** START Data lines **

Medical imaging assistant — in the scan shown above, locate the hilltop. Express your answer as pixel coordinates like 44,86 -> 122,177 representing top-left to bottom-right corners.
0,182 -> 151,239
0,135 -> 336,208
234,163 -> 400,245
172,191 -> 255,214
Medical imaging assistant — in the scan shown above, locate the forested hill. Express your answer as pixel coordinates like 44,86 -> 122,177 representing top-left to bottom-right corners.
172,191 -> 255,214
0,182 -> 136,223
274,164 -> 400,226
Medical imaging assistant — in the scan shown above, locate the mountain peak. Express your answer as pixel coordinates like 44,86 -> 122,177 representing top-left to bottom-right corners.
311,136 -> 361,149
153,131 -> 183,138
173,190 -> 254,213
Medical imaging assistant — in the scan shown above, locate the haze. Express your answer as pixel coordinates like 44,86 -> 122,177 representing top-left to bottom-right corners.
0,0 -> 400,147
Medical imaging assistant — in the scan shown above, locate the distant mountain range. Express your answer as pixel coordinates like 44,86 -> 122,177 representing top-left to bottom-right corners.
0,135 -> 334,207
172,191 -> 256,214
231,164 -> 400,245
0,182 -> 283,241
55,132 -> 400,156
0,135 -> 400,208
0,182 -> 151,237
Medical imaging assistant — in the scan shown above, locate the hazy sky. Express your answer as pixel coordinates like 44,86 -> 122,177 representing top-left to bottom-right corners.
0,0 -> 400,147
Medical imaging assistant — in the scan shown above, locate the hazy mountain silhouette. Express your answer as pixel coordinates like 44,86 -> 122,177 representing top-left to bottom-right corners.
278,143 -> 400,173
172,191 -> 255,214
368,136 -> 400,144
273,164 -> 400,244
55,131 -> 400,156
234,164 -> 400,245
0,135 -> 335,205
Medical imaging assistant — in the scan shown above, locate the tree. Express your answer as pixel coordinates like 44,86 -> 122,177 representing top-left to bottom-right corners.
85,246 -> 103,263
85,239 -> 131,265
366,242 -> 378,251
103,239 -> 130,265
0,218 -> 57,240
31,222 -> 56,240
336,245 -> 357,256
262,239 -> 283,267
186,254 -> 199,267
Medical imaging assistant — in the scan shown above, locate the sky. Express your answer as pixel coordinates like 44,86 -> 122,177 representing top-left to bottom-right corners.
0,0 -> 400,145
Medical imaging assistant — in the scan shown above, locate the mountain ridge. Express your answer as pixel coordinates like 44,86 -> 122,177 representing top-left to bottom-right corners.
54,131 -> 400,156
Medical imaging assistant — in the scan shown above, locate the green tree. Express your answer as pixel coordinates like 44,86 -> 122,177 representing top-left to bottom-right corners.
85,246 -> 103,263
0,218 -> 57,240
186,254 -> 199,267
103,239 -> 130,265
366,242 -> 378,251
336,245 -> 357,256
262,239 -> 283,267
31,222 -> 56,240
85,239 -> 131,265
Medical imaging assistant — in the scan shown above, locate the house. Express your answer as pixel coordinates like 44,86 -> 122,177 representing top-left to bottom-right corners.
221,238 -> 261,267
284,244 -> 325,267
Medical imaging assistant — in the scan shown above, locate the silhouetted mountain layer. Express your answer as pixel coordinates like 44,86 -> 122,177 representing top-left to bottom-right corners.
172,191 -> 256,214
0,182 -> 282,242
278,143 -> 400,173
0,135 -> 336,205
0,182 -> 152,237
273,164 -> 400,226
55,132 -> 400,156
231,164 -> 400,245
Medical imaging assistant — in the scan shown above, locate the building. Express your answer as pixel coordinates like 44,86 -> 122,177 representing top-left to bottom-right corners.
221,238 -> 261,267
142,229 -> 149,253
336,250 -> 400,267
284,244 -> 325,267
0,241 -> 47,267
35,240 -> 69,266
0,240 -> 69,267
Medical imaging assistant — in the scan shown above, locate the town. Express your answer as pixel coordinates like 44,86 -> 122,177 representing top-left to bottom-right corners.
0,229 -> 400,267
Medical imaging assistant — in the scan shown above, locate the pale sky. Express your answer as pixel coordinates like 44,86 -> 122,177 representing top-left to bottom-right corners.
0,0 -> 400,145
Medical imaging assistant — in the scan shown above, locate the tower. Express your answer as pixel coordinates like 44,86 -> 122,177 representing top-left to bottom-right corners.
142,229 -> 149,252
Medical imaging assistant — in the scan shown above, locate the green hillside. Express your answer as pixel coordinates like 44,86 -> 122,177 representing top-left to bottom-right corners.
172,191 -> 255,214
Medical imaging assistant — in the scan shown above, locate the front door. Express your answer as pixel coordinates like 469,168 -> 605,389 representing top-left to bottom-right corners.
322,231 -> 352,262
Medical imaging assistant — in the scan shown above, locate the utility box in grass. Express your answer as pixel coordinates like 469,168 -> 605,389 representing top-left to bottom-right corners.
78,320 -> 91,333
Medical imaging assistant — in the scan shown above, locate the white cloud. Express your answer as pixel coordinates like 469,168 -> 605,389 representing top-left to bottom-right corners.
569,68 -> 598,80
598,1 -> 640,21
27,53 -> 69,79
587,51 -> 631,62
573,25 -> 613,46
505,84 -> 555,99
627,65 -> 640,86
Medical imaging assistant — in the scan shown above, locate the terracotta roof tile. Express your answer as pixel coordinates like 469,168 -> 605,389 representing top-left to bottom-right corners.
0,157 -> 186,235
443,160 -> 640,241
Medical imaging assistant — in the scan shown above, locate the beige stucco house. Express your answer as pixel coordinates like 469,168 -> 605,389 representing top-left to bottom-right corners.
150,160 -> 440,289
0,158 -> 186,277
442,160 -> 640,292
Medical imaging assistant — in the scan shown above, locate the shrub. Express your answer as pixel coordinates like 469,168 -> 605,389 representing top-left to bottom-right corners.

** END Data lines **

Work required: Could you repeat all the records above with "Medical imaging assistant" swapped out for "Location assistant" and everything else left unchanged?

Task answer:
Location assistant — in the scan shown above, locate the hilltop. Express your answer as pixel coordinates like 44,86 -> 122,177 representing top-left to bottom-right corners.
0,182 -> 151,239
0,135 -> 336,208
234,163 -> 400,245
172,191 -> 255,214
Location assistant — in the scan shown above, locate the forested hill. Express your answer as pixel coordinates like 44,86 -> 122,177 representing top-left to bottom-right corners.
172,191 -> 255,214
0,182 -> 136,223
274,164 -> 400,226
Location assistant — in the scan shown above, locate the mountain peak. Express your answer as pixel coordinates like 44,86 -> 122,177 representing top-left to bottom-right corners.
311,136 -> 361,149
153,131 -> 183,138
173,190 -> 254,213
Location assistant — in the scan shown above, locate the haze. Express your answer as pixel coordinates like 44,86 -> 122,177 representing top-left to bottom-right corners.
0,0 -> 400,147
Location assistant — in the scan shown above, locate the distant mountain range. Express your answer as pixel coordinates like 44,86 -> 122,177 representing top-left to bottom-right corners.
0,135 -> 334,207
172,191 -> 256,214
231,164 -> 400,245
0,182 -> 283,241
55,132 -> 400,156
0,135 -> 400,208
0,182 -> 151,237
Location assistant — in the scan shown above, locate the hazy sky. Express your answer as pixel coordinates like 44,86 -> 122,177 representing top-left to bottom-right corners.
0,0 -> 400,147
Location assistant — in the scan shown above, locate the hazy mountain silhouette. Express your answer as pixel coordinates like 44,86 -> 122,177 representing top-left to bottom-right corners.
278,143 -> 400,173
172,191 -> 255,214
368,136 -> 400,144
273,164 -> 400,244
55,131 -> 400,156
234,164 -> 400,245
0,135 -> 335,205
Location assistant — in the scan shown above, locate the tree. Express your answer as pixel coordinates like 44,86 -> 122,177 representing top-left to bottom-right corners.
85,246 -> 103,263
85,239 -> 131,265
366,242 -> 378,251
103,239 -> 130,265
0,218 -> 57,240
31,222 -> 56,240
336,245 -> 357,256
262,239 -> 283,267
186,254 -> 199,267
Location assistant — in the scan shown above, locate the sky. Express your answer as pixel coordinates like 44,86 -> 122,177 representing top-left to bottom-right corners.
0,0 -> 400,145
Location assistant — in the scan shown above, locate the mountain ridge. Express your answer as pixel coordinates like 44,86 -> 122,177 representing top-left to bottom-right corners.
54,131 -> 400,156
Location assistant — in the scan shown above, locate the green tree. Express your answer as pixel coordinates like 44,86 -> 122,177 representing top-left to bottom-right corners.
85,246 -> 103,263
0,218 -> 57,240
186,254 -> 199,267
103,239 -> 130,265
366,242 -> 378,251
336,245 -> 357,256
262,239 -> 283,267
31,222 -> 56,240
85,239 -> 131,265
Location assistant — in the scan shown above, locate the house. Express your answer as pixel coordinates like 44,86 -> 122,177 representing top-left to bottom-right corners.
221,238 -> 261,267
284,244 -> 325,267
Location assistant — in the scan shown above, locate the silhouetted mountain layer. Express your answer as pixel coordinates like 44,86 -> 122,177 representing top-left to bottom-right corners.
172,191 -> 256,214
0,182 -> 282,242
278,143 -> 400,173
0,135 -> 336,205
0,182 -> 152,237
273,164 -> 400,226
55,132 -> 400,156
231,164 -> 400,245
Location assistant — in the scan shown above, locate the building. Express your answer as pixel coordinates like 44,86 -> 122,177 representing top-left to bottom-right corners.
221,238 -> 261,267
142,229 -> 149,253
336,250 -> 400,267
284,244 -> 325,267
0,241 -> 47,267
35,240 -> 69,266
0,240 -> 69,267
Location assistant — in the scan shown above, locate the town. Express your answer as pixel coordinates like 44,86 -> 122,177 representing top-left to bottom-right corners.
0,229 -> 400,267
Location assistant — in the scan shown above, locate the pale sky. Express your answer as pixel coordinates like 44,86 -> 122,177 representing top-left to bottom-right corners.
0,0 -> 400,145
Location assistant — in the scan shown above, locate the tower. Express your answer as pixel coordinates like 44,86 -> 122,177 representing top-left to bottom-right corners.
142,229 -> 149,252
Location assistant — in the scan shown above, locate the green hillside. Express your answer as pixel coordinates like 44,86 -> 122,177 representing top-left to bottom-right corners.
172,191 -> 255,214
Location assistant — in the scan shown above, locate the front door. Express your answer as pixel coordinates like 469,168 -> 605,389 representing top-left to bottom-right corners.
322,231 -> 352,262
Location assistant — in the scan shown above, locate the utility box in grass. Express your answer as pixel coordinates like 469,168 -> 605,389 representing top-left to bottom-right corners.
78,320 -> 91,333
Location assistant — in the scan shown above, locate the white cloud. Express your answer as pixel coordinates like 469,168 -> 605,389 representing top-left to bottom-right corners.
569,68 -> 598,80
598,1 -> 640,21
27,53 -> 69,79
587,51 -> 631,62
573,25 -> 613,46
505,84 -> 555,99
627,65 -> 640,86
Location assistant — in the scan shown above, locate the terracotta roof tile. Express your answer as pixel coordinates like 469,168 -> 605,389 representing top-left to bottom-right corners.
0,157 -> 186,235
443,160 -> 640,241
Location assistant — in the scan shown above, locate the beige stucco house. Express your answer as pixel coordinates like 469,168 -> 605,389 representing top-left to bottom-right corners.
150,160 -> 440,289
0,158 -> 186,277
442,160 -> 640,292
Location assistant — in the scan shown above, locate the shrub. Express your answer as pixel coordinates like 469,168 -> 605,389 representing top-left to bottom-right corners.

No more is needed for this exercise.